Instrucciones y requisitos: Copia de nuevo el pasaje del texto sobre el grupo dinamizador que empieza con "En cada asamblea" y sigue hasta "de la asamblea.". Sustituye en él "asamblea" por "reunión".

Documento:
↓

En cada asamblea el grupo dinamizador se estructura en cometidos
específicos:


      * logística: controlan los pasillos para que se pueda entrar y
        salir, se ocupan de la megafonía.
        
      * turno de palabra: toman los turnos de palabra e informan a quien
        desee hablar del momento de la discusión. Se comunican con un
        “moderador de los turnos” que los va ordenando.
        
      * facilitadores: ayudan al/la moderador/a facilitando su
        concentración y asegurando la fluidez de la asamblea.
        
      * moderadores: dan la bienvenida, plantean los temas a debatir,
        informan de las posiciones, recapitulan brevemente, repiten los
        consensos tal como se toman en el Acta.
        
      * intérpretes: traducen al lenguaje de signos.
        
      * actas: dos personas de las que una toma las actas por escrito y
        la otra con ordenador para contrastarlas posteriormente.

↑

Datos registrados:
↓

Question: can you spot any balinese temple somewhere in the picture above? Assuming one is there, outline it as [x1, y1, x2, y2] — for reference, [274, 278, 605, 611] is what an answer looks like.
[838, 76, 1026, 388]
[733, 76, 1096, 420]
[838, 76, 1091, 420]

↑
↓

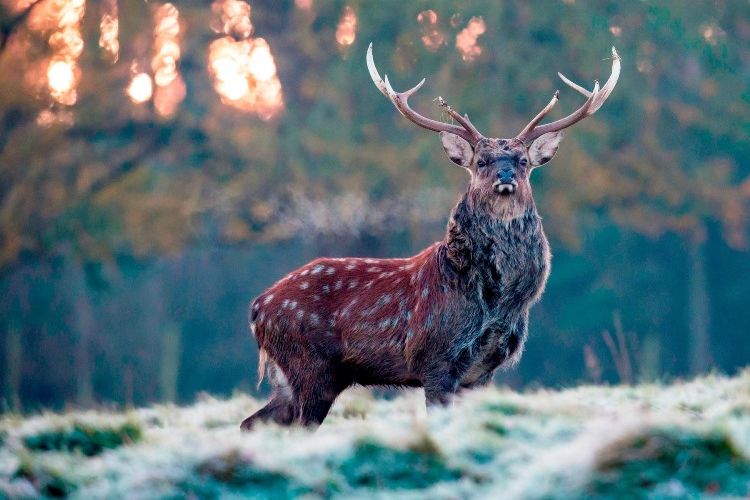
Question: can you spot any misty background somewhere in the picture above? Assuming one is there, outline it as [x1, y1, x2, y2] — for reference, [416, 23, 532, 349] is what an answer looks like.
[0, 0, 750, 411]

↑

Respuesta correcta:
En cada reunión el grupo dinamizador se estructura en cometidos
específicos:


      * logística: controlan los pasillos para que se pueda entrar y
        salir, se ocupan de la megafonía.
        
      * turno de palabra: toman los turnos de palabra e informan a quien
        desee hablar del momento de la discusión. Se comunican con un
        “moderador de los turnos” que los va ordenando.
        
      * facilitadores: ayudan al/la moderador/a facilitando su
        concentración y asegurando la fluidez de la reunión.